→ Work order 1: According to the profile of the 2017 K880 Emerging City Champions, on which day of the week do Macon's buses not run?
→ Work order 2: In the profile of the 2017 K880 Emerging City Champions, how does the stretch from "Eric’s innovation story: Eric’s" through "outside their neighbourhoods." read if you replace "bus system" with "bus network"?
→ Work order 3: Can you rewrite the paragraph of the 2017 K880 Emerging City Champions profile that begins "Participants can earn time credits" as a short list that keeps its main facts?

→ Extract to read:
Womanist Working Collective members at a time banking workshop

Meet the K880 Emerging City Champions 2017: LaTierra and Eric

It’s been almost a year since these urban innovators have launched projects to make their cities more engaged, safe, healthy and fun. Find out who they are, what they’ve created and what they’ve learned.

by Emma Jones, Jonathan von Ofenheim

LaTierra Piphus

Philadelphia, Pennsylvania

Meet the Champ: LaTierra Piphus is the founder and co-organizer of the Philadelphia-based Womanist Working Collective, a social action and support collective for Black queer and trans folks, Black womyn and femmes. She’s passionate about Black liberation, social work and community organizing.

LaTierra’s innovation story: When LaTierra gets a haircut, she pays for it with her graphic design skills.

A fellow member of her collective is a hair stylist who needs design help making things like gift certificates. So they have a deal: “Every few months or so we’re in some type of exchange for services,” says LaTierra.

This is the Womanist Working Collective’s Reciprocity Time Bank at work. Members of the collective, community partners and Black-owned businesses can sign up to join the time bank — a service exchange system that exchanges time, instead of cash, as currency.

The goal of the project is “to give folks an opportunity to divest from capitalism and invest in systems that support everyone, rather than just a few folks at the top,” says LaTierra.

Participants can earn time credits by offering their services — say, resume writing assistance or dog walking — which they can cash in for a service someone else is offering, like haircuts. Savers might continue to bank their credits so they accumulate for a big “purchase” of time later on.

LaTierra is working to spread the word about time banks. “Eventually we are looking to become kind of a regional hub for time banks similar to us and a resource and information centre.”

The collective will be presenting their time bank model at conferences and facilitating workshops. Eventually, they’d like to “move into developing more time banks around the country.”

LaTierra’s biggest challenge is that she can’t work on the project full time, “so it has to kind of happen in whatever gaps of time I have outside of work and school — and everything else.”

Can she bank Time Bank time? With enough time credits, the time bank might build itself.


Eric Mayle

Macon, Georgia

A Macon resident and his new bike

A Macon resident and his new bike. (Submitted by Eric Mayle)

Meet the Champ: Eric Mayle is the Executive Director of Centenary Community Ministries, where he oversees food, housing, tutoring and gardening programs. He is also a minister at Centenary United Methodist Church. For Mayle, church isn’t just church: it’s a place for Macon residents from diverse backgrounds and experiences to meet, support each other and grow.

Eric’s innovation story: Eric’s project connects “under-resourced” Macon residents with refurbished bikes, through an approach he calls “asset-based community development.” This means that people work to “earn” their bikes by helping the community in a way that works for them.

The initiative is essential, Eric says, because Macon’s transit system just doesn’t meet everyone’s needs.

“If you don’t have a car in a place like Macon, it’s really difficult to get around,” he says. “We have a bus system, but the buses don’t run on Sundays. They don’t run after 10 or 11 pm, and there are parts of Macon where there’s not a bus stop nearby.”

While the lack of transit accessibility can pose major challenges for all residents without cars, Eric says it’s particularly problematic for people living in poverty who need to access services and apply for jobs outside their neighbourhoods.

“People in transition, they have needs for transportation just like everybody else,” says Eric. “So you think about applying for jobs, like if you were in a shelter and you were trying to change that, think about the range of jobs you could access if you have to travel on foot versus on a bike. The difference is huge.”

In terms of who gets a bike and how much community service they do to earn it, Eric says there are no strict guidelines. Instead, he tries to have a one-on-one conversation with each applicant, asking them about their needs and skills.

So far, each bike has had a major impact.

“One man we gave a bicycle to, he walks two and a half miles to his job every day, at the hospital where he’s a janitor. He’s done that for a long time,” says Eric. “When the weather is bad, he just has to walk in it, and when it’s really bad, he just has to call in. And the reason why is that he has to be there before the buses start running.”

But now? “He’s still in the weather, but he’s not walking to and from work. He has more time with his family, and is moving around much more efficiently with his bicycle.”

→ Input data:
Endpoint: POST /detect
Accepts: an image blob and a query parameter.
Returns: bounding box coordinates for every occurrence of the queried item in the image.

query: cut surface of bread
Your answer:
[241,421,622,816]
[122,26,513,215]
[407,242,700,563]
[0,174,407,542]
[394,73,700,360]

→ Response box 1: Sundays.

→ Response box 2:
Eric’s innovation story: Eric’s project connects “under-resourced” Macon residents with refurbished bikes, through an approach he calls “asset-based community development.” This means that people work to “earn” their bikes by helping the community in a way that works for them.

The initiative is essential, Eric says, because Macon’s transit system just doesn’t meet everyone’s needs.

“If you don’t have a car in a place like Macon, it’s really difficult to get around,” he says. “We have a bus network, but the buses don’t run on Sundays. They don’t run after 10 or 11 pm, and there are parts of Macon where there’s not a bus stop nearby.”

While the lack of transit accessibility can pose major challenges for all residents without cars, Eric says it’s particularly problematic for people living in poverty who need to access services and apply for jobs outside their neighbourhoods.

→ Response box 3:
- Participants earn time credits by offering services, such as resume writing help or dog walking.
- They can cash in those credits for a service someone else offers, like a haircut.
- Savers may keep banking credits to build up for a big "purchase" of time later.